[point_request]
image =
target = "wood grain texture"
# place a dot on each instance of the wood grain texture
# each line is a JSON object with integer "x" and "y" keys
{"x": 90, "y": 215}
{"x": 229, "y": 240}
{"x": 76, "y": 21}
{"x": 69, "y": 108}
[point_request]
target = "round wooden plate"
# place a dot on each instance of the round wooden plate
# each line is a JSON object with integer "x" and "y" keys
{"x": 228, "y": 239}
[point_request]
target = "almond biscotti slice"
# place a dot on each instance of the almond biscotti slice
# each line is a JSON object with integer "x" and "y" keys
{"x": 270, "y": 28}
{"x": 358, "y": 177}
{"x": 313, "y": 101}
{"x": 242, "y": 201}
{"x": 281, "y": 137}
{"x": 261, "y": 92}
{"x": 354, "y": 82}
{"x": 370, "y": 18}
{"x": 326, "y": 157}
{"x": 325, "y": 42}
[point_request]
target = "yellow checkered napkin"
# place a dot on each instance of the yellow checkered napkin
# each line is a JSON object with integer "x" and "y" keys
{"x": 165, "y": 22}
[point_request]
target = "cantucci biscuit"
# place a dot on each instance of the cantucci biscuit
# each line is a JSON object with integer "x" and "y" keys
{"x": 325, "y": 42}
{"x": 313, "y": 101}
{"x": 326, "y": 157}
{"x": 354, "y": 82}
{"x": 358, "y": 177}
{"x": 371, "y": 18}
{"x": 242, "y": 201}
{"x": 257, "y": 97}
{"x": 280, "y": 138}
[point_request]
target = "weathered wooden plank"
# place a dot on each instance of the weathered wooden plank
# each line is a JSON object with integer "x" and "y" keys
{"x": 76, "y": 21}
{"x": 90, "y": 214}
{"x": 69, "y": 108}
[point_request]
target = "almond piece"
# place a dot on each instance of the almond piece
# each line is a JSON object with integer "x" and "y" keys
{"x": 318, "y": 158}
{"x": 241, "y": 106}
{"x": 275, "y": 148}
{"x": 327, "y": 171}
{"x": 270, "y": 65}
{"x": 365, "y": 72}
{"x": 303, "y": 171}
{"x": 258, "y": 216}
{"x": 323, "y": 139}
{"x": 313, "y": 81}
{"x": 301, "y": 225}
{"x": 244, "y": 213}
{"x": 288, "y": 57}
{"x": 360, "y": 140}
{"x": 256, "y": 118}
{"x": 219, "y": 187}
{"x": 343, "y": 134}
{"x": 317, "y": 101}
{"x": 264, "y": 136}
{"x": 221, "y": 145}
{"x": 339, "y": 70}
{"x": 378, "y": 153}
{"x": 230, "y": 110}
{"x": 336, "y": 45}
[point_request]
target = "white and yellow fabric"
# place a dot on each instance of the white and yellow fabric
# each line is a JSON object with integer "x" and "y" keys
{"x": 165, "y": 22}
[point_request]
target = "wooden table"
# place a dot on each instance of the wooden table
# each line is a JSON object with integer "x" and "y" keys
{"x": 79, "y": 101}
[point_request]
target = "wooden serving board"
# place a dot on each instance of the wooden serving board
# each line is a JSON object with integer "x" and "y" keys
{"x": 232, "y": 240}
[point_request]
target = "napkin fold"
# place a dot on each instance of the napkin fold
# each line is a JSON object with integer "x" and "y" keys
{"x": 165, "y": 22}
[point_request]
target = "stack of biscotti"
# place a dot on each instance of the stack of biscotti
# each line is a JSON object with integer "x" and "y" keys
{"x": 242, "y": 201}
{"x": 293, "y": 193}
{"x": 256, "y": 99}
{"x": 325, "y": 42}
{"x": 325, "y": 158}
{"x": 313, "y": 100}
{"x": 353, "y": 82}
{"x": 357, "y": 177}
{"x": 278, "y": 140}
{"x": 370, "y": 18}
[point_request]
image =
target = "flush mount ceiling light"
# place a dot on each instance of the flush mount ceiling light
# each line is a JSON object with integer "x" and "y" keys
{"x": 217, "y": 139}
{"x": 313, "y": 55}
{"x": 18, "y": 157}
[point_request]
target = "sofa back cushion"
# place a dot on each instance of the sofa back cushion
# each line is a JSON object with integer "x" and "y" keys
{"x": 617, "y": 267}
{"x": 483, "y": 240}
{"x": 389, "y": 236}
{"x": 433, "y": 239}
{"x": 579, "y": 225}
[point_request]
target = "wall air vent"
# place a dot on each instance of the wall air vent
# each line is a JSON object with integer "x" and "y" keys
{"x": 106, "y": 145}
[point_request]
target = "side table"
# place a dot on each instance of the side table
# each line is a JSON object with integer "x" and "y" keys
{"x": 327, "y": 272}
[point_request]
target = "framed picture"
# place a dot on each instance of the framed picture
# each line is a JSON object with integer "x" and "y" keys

***

- [REQUIRED ACTION]: Would you copy all lines in the records where the string "sofa" appears?

- [WRITTEN SOLUTION]:
target = "sofa back cushion"
# place a dot on each instance of the sofa back cushion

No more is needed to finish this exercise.